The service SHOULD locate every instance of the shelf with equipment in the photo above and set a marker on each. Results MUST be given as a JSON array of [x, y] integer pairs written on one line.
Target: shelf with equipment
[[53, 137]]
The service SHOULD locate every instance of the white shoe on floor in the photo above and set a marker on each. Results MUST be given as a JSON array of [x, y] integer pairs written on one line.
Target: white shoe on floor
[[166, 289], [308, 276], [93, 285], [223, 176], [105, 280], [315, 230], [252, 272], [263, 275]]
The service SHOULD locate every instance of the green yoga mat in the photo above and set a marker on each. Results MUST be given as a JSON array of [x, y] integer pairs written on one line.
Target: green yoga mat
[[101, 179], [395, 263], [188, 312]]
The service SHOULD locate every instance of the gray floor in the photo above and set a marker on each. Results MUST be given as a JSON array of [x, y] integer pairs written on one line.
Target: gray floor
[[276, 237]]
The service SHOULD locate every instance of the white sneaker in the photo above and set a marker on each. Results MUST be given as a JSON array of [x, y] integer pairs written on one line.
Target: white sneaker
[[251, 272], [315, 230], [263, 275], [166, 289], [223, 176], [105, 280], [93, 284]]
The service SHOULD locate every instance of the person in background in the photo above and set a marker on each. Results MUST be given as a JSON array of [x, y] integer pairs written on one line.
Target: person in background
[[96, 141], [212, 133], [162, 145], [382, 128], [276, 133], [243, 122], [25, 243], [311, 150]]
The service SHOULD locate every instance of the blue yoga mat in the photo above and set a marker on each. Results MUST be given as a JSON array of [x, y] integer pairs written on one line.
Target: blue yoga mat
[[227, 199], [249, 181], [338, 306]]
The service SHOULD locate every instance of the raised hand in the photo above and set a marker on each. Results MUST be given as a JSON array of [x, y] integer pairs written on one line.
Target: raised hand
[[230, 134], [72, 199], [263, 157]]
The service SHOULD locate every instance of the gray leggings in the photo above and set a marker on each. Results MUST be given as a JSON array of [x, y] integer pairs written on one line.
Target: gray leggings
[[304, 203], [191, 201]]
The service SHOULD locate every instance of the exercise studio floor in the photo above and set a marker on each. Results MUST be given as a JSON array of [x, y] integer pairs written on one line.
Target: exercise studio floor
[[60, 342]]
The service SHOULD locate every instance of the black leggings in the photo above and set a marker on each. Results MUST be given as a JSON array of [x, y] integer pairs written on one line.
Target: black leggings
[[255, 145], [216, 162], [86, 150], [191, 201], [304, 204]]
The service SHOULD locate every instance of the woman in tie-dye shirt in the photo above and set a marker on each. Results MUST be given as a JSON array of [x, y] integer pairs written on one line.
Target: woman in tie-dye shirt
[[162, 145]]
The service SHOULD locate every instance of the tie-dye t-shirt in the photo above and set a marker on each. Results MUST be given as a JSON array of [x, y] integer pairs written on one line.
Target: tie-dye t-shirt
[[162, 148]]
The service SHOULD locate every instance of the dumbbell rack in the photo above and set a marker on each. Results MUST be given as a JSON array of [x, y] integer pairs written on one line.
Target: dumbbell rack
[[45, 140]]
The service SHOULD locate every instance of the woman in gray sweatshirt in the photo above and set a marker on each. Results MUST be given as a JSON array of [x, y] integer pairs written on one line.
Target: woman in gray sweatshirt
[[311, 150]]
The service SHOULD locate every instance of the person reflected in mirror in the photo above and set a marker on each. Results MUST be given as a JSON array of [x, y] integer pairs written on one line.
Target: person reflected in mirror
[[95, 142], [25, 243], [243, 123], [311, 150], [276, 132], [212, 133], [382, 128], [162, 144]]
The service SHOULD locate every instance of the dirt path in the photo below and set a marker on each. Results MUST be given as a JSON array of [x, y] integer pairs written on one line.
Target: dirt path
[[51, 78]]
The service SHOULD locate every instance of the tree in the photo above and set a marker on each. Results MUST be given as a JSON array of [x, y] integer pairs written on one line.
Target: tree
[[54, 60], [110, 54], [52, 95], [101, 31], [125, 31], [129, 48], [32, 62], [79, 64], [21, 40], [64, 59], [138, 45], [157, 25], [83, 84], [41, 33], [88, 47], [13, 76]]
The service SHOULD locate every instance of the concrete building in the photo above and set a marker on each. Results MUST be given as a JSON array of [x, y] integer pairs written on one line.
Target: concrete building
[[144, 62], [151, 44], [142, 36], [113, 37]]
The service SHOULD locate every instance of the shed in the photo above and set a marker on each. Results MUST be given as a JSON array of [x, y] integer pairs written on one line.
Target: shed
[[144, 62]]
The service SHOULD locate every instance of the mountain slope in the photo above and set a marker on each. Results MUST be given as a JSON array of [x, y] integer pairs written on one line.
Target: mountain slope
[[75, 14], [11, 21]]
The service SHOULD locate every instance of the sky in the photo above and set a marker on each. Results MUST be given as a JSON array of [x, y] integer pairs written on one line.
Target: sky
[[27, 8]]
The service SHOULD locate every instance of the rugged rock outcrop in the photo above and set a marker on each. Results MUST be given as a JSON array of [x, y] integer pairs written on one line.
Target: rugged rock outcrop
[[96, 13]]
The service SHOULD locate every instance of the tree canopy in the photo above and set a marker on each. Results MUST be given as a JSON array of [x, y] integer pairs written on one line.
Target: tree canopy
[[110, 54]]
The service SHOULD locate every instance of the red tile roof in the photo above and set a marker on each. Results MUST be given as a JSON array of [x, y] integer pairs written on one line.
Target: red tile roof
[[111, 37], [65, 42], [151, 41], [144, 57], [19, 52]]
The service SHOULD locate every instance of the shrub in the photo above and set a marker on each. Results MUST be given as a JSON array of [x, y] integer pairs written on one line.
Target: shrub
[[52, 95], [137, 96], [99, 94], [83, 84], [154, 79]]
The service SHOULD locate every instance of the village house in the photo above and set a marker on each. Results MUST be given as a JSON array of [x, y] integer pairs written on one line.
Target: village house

- - - - -

-- Objective --
Update the listing above by replacing every occurrence of "marker" with "pin". Keep all other text unchanged.

-- Final answer --
The service SHOULD locate every instance of the shelf with equipment in the photo above and set a pin on each. Results MUST be given as a JSON array of [x, y] integer pairs written on one line.
Target: shelf with equipment
[[53, 137]]
The service SHOULD locate every instance of the white shoe on floor in the photo above and set a pin on each. Results MUST be given as a JSON array of [x, y] integer pairs written on one line.
Target: white shoe on floor
[[166, 289], [308, 276], [93, 285], [223, 176], [105, 280], [315, 230], [252, 272], [263, 275]]
The service SHOULD locate every instance of the green yoga mat in the photo above and set a pin on each. Results MUST be given as a JSON array of [x, y] integer pairs written on one line.
Target: green yoga mat
[[101, 179], [395, 263], [188, 312]]
The service SHOULD locate every instance of the gray floor in the photo above and set a pin on each. Results MUST be given as a JSON array of [x, y] integer pairs written on one line.
Target: gray floor
[[276, 237]]
The service SHOULD locate every instance of the white sneaker in the photo above and set a pin on each. Results MUST be given as a JSON array of [x, y] integer pairs written on one line.
Target: white sneaker
[[251, 272], [315, 230], [263, 275], [166, 289], [223, 176], [105, 280], [93, 284]]
The service SHOULD locate every instance of the person in background in the photo above and set a pin on each. Results MUST be given as a JSON array of [x, y] integer pairs written on one line.
Target: person in background
[[96, 141], [212, 133], [162, 145], [382, 128], [276, 133], [243, 122], [25, 243], [311, 150]]
The service SHOULD locate every instance of the blue yoga mat in the photo above and set a pin on each. Results MUST be given as a JSON array of [x, y] integer pairs written on one line.
Target: blue yoga mat
[[227, 199], [249, 181], [338, 306]]
The service SHOULD locate every instance of the raised hand in the photo above and set a pin on each. Results MUST be given as a JSON array of [x, y] integer pairs written on one line.
Target: raised hand
[[230, 134], [72, 199], [263, 157]]
The service SHOULD locate every instance of the gray leggings in the photo above and set a pin on each. Results MUST be given as a JSON array of [x, y] integer pairs written on one line.
Target: gray leggings
[[304, 203], [191, 201]]
The service SHOULD locate every instance of the exercise studio floor in the photo above and set a pin on each. Results MUST be given as a JSON array of [x, y] integer pairs written on one line.
Target: exercise studio floor
[[60, 342]]
The service SHOULD locate every instance of the black leggings in the photo above and set a pin on each. Results MUST be given as a JSON array of [x, y] integer pairs written on one line.
Target: black leggings
[[255, 145], [216, 162], [86, 150], [191, 201], [304, 204]]
The service SHOULD locate every instance of the woman in tie-dye shirt in the photo above and set a pin on each. Results MUST be given as a JSON array of [x, y] integer pairs written on one line.
Target: woman in tie-dye shirt
[[162, 145]]
The service SHOULD locate every instance of the tie-dye t-shirt in the photo above and set a pin on each. Results MUST be given as a JSON array of [x, y] integer pairs written on one line.
Target: tie-dye t-shirt
[[162, 148]]
The service SHOULD locate every instance of the dumbbell rack in the photo above and set a pin on each. Results MUST be given as a JSON array of [x, y] integer pairs written on one line.
Target: dumbbell rack
[[45, 140]]
The service SHOULD locate every instance of the woman in gray sweatshirt in the photo above and set a pin on each. Results MUST be given as a JSON array of [x, y] integer pairs written on one line.
Target: woman in gray sweatshirt
[[311, 150]]
The service SHOULD locate every instance of the person reflected in mirror in the photo above and set a pin on each. Results MUST be given as a JSON array of [x, y] integer pairs written on one line.
Target: person reflected in mirror
[[95, 142], [25, 243], [243, 123], [311, 150], [276, 132], [212, 133], [382, 128], [162, 144]]
The service SHOULD locate every instance of the dirt path in the photo below and set a pin on each. Results MUST be given as a JSON array of [x, y] integer pairs written on one line.
Target: dirt path
[[51, 78]]
The service SHOULD locate every instance of the tree in the photo above and set a pin on each. Results MUST be given as a JSON array of [x, y] integer pairs written on one line.
Target: tree
[[54, 60], [110, 54], [52, 95], [101, 31], [125, 31], [129, 48], [32, 62], [79, 64], [21, 40], [64, 59], [138, 45], [157, 25], [83, 84], [41, 33], [88, 47], [13, 76]]
The service SHOULD locate every instance of the concrete building in the photo above and set a pin on each. Results MUST be given as a JSON array of [x, y] integer pairs written on one line.
Target: concrete building
[[144, 62], [151, 44], [142, 36], [113, 37]]
The service SHOULD locate every instance of the shed in the photo above and set a pin on each. Results MUST be given as a JSON array of [x, y] integer pairs written on one line.
Target: shed
[[144, 62]]
The service SHOULD locate every instance of the mountain slope in the photo above and set a pin on each. Results MUST be given as a JSON array of [x, y] integer pairs written on one line.
Target: mountain slope
[[75, 14], [11, 21]]
The service SHOULD locate every instance of the sky in the photo above and set a pin on each. Results MUST be given as a JSON array of [x, y] integer pairs written on one line.
Target: sky
[[27, 8]]
The service SHOULD locate every instance of the rugged rock outcrop in the photo above and set a pin on each. Results MUST be given as a JSON array of [x, y] integer pairs written on one line.
Target: rugged rock outcrop
[[96, 13]]
The service SHOULD locate every instance of the tree canopy in the photo above and set a pin on each. Results MUST be given as a JSON array of [x, y] integer pairs written on one line.
Target: tree canopy
[[110, 54]]
The service SHOULD locate every instance of the red tile roof in the photo above and set a pin on each. Results MUST be given as a JSON array of [x, y] integer pairs written on one line.
Target: red tile roof
[[111, 37], [65, 42], [151, 41], [144, 57], [19, 52]]
The service SHOULD locate every instance of the shrub in the photo above and set a pin on each. Results MUST be given as a JSON array of [x, y] integer pairs written on one line.
Target: shrub
[[52, 95], [137, 96], [99, 94], [83, 84], [154, 79]]
The service SHOULD locate every instance of the village house in the photo above and set a pin on each. Results MUST be given as a JSON array of [x, y] integer pairs written on one line.
Target: village house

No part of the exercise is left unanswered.